### Page excerpt:
BEGIN
ICYMI – Marion Marauder tested sick after Breeders Crown
by Dave Briggs
Trainer Mike Keeling told Harness Racing Update Tuesday morning (Nov. 1) that Trotting Triple Crown winner Marion Marauder tested sick after fading to last in Saturday’s (Oct. 29) $500,000 Breeders Crown final for three-year-old trotting colts at the Meadowlands won by Bar Hopping.
Keeling, who trains Marion Marauder (Muscle Hill—Spellbound Hanover) with his wife, Paula Wellwood, said driver Scott Zeron told him them after the race that, “‘At the half, I had no horse. He was just loose-lining and he’s never done that before.’ He just didn’t perform well.
“We brought him off the track and physically, you couldn’t see anything. He just didn’t seem himself and he was slow recovering and he’s always really quick to recover.”
Keeling said the next morning their New Jersey vet pulled some blood and discovered Marion Marauder “had a quite elevated white count and his liver and kidney function were out of normal range and he said that points toward a viral infection. The vet said, ‘These are the ones that haunt you because they don’t manifest themselves until they’re racing.’ You don’t know until they have to perform at 100 per cent and they can’t because they have a viral infection. He said, ‘Physically, you won’t see it and they won’t have a temperature and they won’t look different to you. Just their body isn’t capable to function at 100 per cent.’”
The loss put a damper on a terrific year in which Marion Marauder won the Hambletonian, Yonkers Trot and the Kentucky Futurity, among other stakes, posted a record of 10-3-0 in 15 starts, set a mark of 1:51.3 and earned $1,484,532 for Wellwood’s mother, Jean Wellwood, and Paula and Keeling’s son, Devin Keeling.
“It was a bitter pill to swallow (Breeders Crown) night, but we weren’t long getting over it,” Mike said. “As long as he was fine and he was still happy and himself, that was all that mattered. He still trotted in :53. That tells you how tough it is at that level. They have to be at or near 100 per cent every start. It’s just crazy competitive.”
Mike said Marion Marauder’s season is over and no decision has been made, yet, about the colt’s future.
“The Breeders Crown was always his last race of the year and that’s why we raced through it. Most people said, ‘You should just end the season after the Triple Crown.’ We said, ‘No, we’ve stuck to his schedule.’ Other than throwing in the Kentucky Futurity, we had a plan for him and the plan was to race him through the Breeders Crown before we made any decisions about anything. We did. It just didn’t work out the way I had dreamed it in my head… He’s now on a well-deserved holiday.
“In hindsight, we got lucky that it didn’t happen in August (in the Hambletonian). This could happen to anybody. Horses get sick. They’re not machines. I was just kind of shocked in the moment, thinking, ‘Wow, we’re getting the trip we want and he’s not keeping up. That’s not Marauder.’ It was obvious to the world that something was not right, but it wasn’t soundness or anything. It was just purely a sickness issue.”
END
### Data:
BEGIN
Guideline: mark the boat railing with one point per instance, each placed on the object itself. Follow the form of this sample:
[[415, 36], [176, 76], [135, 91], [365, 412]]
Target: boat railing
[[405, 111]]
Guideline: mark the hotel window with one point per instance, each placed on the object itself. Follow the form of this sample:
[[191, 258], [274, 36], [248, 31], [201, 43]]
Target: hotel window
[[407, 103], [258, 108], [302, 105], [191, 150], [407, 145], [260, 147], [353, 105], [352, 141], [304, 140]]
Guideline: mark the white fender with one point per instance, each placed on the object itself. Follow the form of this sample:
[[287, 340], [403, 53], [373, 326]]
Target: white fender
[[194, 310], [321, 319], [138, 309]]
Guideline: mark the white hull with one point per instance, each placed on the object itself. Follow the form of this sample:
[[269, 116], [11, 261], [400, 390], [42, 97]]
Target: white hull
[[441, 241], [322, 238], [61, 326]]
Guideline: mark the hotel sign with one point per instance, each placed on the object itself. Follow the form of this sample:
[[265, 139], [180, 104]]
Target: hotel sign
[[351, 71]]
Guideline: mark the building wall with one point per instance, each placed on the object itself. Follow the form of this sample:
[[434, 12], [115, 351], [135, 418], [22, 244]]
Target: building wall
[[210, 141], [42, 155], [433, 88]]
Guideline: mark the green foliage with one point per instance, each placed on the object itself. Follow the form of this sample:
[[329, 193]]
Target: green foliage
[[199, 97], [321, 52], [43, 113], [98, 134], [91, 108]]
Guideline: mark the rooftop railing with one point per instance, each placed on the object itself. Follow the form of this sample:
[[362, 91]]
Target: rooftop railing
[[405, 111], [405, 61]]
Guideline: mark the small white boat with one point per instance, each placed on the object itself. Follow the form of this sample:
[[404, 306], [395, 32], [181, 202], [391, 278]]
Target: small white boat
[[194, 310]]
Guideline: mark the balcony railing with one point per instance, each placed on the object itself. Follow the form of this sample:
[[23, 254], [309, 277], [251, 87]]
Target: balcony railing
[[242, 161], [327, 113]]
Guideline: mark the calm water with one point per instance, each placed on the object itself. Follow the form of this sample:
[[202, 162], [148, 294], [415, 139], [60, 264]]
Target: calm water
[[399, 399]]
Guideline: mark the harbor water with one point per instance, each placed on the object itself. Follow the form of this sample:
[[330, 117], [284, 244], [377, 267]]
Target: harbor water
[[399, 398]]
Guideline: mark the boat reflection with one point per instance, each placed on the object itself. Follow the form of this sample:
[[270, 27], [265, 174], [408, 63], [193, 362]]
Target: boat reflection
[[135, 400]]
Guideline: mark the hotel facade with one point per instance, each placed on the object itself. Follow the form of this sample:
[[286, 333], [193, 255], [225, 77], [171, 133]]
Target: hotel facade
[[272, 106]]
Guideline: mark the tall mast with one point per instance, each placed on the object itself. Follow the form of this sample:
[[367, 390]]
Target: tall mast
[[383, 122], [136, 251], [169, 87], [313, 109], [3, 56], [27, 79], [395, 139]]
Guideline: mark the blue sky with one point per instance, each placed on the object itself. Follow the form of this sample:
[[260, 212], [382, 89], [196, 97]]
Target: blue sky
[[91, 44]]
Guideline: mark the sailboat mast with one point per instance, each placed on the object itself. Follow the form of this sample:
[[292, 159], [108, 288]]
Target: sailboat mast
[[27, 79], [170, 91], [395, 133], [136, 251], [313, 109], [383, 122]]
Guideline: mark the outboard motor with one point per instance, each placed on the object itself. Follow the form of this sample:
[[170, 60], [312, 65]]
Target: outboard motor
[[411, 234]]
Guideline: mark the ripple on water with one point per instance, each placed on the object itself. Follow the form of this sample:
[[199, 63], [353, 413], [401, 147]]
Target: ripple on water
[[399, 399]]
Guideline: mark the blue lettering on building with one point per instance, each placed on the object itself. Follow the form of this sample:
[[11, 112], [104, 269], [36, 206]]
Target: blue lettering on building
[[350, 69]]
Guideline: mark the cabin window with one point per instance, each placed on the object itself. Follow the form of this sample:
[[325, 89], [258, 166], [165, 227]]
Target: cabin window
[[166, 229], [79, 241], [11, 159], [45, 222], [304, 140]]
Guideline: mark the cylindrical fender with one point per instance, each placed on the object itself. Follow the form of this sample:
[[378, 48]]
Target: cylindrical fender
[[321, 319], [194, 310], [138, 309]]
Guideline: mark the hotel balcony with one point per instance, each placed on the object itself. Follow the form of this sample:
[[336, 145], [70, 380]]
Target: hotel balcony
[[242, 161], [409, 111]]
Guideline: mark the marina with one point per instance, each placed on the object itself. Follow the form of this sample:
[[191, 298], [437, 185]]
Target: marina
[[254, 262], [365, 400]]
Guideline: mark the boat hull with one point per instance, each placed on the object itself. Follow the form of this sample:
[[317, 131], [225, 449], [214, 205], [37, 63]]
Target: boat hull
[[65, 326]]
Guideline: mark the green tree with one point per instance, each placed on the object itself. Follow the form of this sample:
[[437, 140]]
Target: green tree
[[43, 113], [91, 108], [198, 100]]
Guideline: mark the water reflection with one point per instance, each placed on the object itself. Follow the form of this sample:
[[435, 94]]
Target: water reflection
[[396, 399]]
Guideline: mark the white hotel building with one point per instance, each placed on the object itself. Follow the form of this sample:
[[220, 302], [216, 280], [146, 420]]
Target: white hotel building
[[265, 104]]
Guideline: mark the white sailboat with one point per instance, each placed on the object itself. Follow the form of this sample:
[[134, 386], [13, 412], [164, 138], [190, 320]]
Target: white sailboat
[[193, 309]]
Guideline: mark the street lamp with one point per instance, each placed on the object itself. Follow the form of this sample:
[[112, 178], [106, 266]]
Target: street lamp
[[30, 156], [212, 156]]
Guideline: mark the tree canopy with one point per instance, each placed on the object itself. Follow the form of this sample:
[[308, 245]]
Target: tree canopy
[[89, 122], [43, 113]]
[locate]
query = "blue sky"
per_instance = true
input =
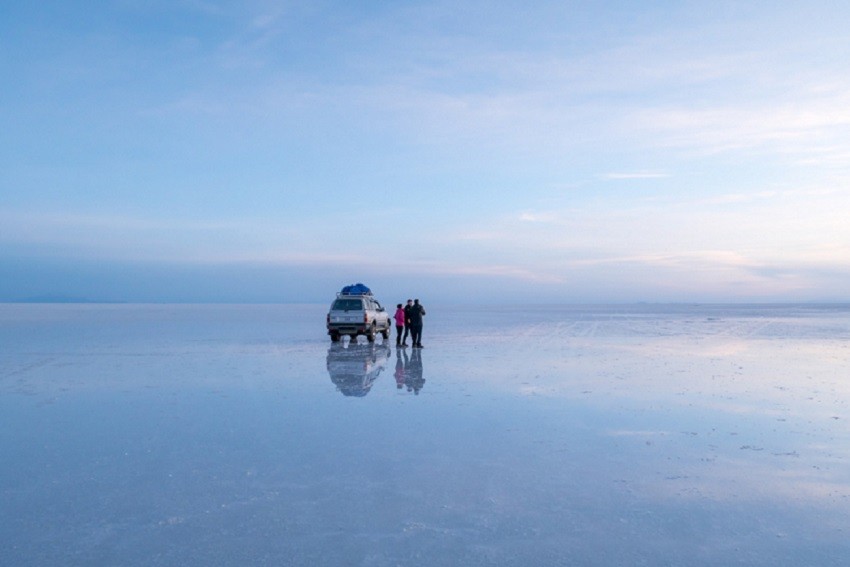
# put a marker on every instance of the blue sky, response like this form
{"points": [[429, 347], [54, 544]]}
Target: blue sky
{"points": [[566, 151]]}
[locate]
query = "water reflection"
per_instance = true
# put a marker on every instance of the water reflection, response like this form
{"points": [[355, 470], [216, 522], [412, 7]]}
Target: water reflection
{"points": [[408, 370], [355, 367]]}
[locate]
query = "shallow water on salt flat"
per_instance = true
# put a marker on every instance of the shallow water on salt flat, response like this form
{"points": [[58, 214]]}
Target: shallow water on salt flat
{"points": [[605, 435]]}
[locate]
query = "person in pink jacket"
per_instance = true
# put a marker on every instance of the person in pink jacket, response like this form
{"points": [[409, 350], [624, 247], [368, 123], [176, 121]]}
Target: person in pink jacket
{"points": [[399, 324]]}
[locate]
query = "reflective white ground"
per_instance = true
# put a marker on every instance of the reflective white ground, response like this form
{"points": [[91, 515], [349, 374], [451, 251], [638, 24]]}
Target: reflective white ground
{"points": [[605, 435]]}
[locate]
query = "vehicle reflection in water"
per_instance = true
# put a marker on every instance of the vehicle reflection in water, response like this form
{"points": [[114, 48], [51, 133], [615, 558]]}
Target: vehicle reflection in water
{"points": [[408, 370], [354, 367]]}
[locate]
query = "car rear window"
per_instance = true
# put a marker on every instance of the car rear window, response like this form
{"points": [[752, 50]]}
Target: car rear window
{"points": [[347, 305]]}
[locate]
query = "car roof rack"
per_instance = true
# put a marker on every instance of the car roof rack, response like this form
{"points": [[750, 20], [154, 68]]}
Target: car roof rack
{"points": [[357, 289]]}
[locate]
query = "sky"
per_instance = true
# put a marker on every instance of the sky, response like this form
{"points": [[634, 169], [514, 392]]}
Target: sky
{"points": [[476, 151]]}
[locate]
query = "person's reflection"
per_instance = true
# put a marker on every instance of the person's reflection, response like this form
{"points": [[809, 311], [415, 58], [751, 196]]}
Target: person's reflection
{"points": [[355, 367], [411, 371], [399, 367]]}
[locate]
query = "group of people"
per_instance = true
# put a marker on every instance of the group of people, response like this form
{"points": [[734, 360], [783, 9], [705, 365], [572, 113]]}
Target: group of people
{"points": [[408, 320]]}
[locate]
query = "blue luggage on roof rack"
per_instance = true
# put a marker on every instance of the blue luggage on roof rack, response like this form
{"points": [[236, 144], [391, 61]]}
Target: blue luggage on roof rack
{"points": [[356, 289]]}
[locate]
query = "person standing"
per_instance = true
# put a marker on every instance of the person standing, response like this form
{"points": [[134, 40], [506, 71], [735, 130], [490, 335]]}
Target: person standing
{"points": [[406, 321], [399, 323], [415, 317]]}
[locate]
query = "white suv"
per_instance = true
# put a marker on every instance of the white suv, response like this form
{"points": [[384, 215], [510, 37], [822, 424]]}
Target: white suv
{"points": [[355, 312]]}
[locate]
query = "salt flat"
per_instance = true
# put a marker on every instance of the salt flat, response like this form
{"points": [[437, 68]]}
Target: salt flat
{"points": [[571, 435]]}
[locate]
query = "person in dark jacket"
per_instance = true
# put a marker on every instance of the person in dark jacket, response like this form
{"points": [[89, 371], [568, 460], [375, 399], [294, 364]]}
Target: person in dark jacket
{"points": [[406, 321], [415, 317]]}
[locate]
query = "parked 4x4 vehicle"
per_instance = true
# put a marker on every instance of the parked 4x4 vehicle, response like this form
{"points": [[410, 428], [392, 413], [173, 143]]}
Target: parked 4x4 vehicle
{"points": [[355, 312]]}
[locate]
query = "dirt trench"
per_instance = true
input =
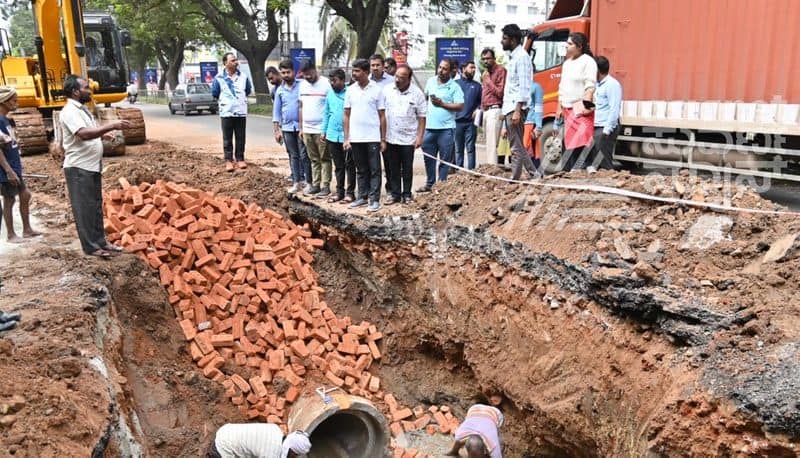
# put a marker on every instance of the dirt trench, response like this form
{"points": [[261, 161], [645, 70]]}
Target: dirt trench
{"points": [[583, 360]]}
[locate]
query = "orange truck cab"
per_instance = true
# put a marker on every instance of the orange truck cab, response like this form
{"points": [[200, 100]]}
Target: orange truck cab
{"points": [[693, 95]]}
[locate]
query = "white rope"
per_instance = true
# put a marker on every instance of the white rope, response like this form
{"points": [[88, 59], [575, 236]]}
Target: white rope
{"points": [[620, 192]]}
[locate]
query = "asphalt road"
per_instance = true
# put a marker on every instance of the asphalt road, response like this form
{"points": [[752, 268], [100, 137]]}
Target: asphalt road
{"points": [[202, 132], [187, 130]]}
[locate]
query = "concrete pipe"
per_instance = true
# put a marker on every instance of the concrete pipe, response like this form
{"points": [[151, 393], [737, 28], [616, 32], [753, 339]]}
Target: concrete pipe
{"points": [[341, 426]]}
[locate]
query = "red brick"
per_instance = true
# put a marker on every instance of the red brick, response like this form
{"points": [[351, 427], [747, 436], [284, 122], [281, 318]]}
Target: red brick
{"points": [[189, 329], [396, 428], [373, 349], [422, 421], [444, 425], [292, 394], [209, 258], [194, 350], [276, 360], [258, 386], [222, 340], [299, 348], [240, 383], [401, 414], [334, 379], [374, 384]]}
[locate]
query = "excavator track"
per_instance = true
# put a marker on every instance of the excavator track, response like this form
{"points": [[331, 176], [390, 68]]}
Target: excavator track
{"points": [[31, 131], [134, 135]]}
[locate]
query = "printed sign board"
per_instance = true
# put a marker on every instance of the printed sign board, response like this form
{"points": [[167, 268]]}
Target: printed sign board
{"points": [[458, 49]]}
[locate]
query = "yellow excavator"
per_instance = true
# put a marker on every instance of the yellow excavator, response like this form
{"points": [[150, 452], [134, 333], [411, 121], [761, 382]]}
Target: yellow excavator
{"points": [[68, 41]]}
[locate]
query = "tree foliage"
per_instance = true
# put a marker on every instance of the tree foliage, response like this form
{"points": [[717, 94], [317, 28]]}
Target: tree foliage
{"points": [[368, 17], [249, 26], [161, 30]]}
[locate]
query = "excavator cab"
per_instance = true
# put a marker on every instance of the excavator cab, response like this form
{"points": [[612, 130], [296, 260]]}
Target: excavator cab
{"points": [[105, 56], [68, 41]]}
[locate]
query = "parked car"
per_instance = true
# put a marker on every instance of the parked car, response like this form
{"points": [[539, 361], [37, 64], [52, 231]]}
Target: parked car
{"points": [[192, 97]]}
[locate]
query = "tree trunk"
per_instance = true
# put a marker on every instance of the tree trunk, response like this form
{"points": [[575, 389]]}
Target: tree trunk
{"points": [[162, 80], [255, 49], [367, 21], [175, 64], [367, 42]]}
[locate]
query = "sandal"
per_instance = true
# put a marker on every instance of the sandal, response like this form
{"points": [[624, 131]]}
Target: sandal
{"points": [[101, 253]]}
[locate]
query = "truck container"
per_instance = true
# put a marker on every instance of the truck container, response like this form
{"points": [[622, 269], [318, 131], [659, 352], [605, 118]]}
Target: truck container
{"points": [[708, 85]]}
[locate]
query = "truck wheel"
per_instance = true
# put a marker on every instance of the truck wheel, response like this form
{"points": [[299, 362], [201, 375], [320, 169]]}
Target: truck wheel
{"points": [[551, 142]]}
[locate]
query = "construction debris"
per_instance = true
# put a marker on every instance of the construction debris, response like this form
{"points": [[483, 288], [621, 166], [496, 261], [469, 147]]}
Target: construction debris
{"points": [[246, 298], [245, 295]]}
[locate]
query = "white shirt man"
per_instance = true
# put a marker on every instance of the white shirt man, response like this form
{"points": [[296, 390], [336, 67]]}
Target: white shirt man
{"points": [[364, 127], [313, 90], [406, 112]]}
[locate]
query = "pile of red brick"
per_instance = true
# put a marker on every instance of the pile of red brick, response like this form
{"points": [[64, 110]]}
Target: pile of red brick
{"points": [[240, 280]]}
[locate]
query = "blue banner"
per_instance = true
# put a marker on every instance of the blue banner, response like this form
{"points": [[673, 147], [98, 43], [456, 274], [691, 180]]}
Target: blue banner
{"points": [[299, 55], [150, 76], [459, 49], [208, 70]]}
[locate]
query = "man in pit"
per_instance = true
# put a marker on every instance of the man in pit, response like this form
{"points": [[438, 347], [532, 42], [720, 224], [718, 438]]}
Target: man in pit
{"points": [[479, 433], [257, 440]]}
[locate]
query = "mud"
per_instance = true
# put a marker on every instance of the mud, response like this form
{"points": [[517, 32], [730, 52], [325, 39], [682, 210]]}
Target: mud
{"points": [[552, 305]]}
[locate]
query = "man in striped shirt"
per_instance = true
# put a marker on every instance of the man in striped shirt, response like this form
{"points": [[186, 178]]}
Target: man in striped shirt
{"points": [[313, 90]]}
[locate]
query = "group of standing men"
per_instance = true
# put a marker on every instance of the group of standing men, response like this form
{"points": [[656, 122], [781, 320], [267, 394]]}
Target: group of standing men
{"points": [[332, 129], [353, 132]]}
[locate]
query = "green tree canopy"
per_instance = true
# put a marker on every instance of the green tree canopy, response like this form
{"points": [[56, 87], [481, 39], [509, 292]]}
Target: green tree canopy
{"points": [[161, 30], [368, 17]]}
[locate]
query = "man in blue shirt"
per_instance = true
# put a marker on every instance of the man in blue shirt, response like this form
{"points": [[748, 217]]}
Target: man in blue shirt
{"points": [[11, 182], [333, 135], [231, 88], [286, 126], [466, 130], [608, 105], [445, 99]]}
END
### Work instruction:
Please name the horse that won the Breeders Crown final for three-year-old trotting colts, according to the Marion Marauder article. The lines have nothing to do with the Marion Marauder article.

### Response box:
Bar Hopping